INSTRUCTIONS FOR THE TASK: Can you render the lines of the data below as a numbered list, starting with the line that contains "For every instance of the short" and going on through the end of the data, with blank lines left out?

(Entries from a point annotation set)
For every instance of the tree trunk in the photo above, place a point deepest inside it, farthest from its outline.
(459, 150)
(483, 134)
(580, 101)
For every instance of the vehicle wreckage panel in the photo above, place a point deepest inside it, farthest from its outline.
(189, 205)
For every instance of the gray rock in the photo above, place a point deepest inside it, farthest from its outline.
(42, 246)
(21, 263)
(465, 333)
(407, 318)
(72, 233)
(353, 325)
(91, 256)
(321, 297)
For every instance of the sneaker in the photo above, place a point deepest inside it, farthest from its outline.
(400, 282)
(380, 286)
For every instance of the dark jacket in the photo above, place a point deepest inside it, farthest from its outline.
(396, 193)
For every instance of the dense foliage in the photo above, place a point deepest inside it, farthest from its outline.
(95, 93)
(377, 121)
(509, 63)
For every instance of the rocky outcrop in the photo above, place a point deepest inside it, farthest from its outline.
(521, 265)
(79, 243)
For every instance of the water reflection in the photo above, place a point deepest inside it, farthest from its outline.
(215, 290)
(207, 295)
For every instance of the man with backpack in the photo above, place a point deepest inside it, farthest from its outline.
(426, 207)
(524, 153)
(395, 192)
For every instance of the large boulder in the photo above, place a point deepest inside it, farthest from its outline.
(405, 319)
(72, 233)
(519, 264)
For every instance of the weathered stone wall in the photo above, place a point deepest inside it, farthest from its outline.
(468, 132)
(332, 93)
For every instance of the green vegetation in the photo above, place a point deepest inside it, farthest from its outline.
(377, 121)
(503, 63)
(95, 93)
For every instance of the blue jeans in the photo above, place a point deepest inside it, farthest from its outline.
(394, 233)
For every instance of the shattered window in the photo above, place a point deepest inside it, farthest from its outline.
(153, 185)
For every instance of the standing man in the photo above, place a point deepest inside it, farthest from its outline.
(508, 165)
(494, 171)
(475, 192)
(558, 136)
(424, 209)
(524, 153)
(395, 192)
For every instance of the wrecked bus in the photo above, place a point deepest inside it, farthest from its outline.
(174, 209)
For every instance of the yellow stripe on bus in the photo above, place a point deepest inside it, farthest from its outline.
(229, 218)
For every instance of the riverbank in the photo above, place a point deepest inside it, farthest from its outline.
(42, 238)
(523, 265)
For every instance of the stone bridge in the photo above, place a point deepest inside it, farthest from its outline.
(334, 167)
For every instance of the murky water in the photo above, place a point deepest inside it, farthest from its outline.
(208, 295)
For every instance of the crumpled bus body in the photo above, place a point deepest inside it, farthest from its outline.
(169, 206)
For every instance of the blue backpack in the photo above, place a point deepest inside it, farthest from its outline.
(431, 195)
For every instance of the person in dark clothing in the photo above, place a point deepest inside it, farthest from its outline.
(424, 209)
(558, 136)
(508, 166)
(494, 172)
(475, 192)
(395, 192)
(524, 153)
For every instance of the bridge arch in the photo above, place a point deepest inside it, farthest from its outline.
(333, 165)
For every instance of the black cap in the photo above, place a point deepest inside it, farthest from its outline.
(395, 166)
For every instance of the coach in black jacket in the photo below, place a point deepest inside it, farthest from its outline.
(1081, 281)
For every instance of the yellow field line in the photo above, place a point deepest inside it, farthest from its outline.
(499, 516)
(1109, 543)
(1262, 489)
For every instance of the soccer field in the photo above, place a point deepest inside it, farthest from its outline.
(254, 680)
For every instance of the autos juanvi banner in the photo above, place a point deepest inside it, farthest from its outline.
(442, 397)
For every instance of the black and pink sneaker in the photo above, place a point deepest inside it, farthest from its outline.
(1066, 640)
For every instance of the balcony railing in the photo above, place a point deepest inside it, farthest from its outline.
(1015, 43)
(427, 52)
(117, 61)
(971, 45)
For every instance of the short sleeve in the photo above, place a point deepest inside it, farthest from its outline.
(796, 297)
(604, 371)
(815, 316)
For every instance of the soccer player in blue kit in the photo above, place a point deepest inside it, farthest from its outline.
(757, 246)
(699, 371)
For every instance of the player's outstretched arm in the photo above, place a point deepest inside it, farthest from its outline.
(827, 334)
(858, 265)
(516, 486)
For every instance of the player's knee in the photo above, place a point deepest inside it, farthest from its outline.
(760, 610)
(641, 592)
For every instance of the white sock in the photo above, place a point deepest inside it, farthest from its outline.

FINISHED ANSWER:
1. For every instance of the short sleeve in the photo above, place a point deepest inside it, farthest from its outline.
2. (796, 297)
3. (604, 371)
4. (815, 316)
5. For every instance of the soccer player in blue kit in the photo above, place a point deepest inside it, farthest from its outline.
6. (757, 246)
7. (699, 371)
8. For every instance of the player's outstretched arm in the photo above, place a point deepest inside it, farthest from its outline.
9. (827, 334)
10. (858, 265)
11. (516, 486)
12. For every instance of the player's knee in the photo above, place a point deepest inside it, farthest from its outline.
13. (760, 610)
14. (641, 592)
15. For every instance of the white sock in the photo above, place a point deepest inside it, farthest from its outline.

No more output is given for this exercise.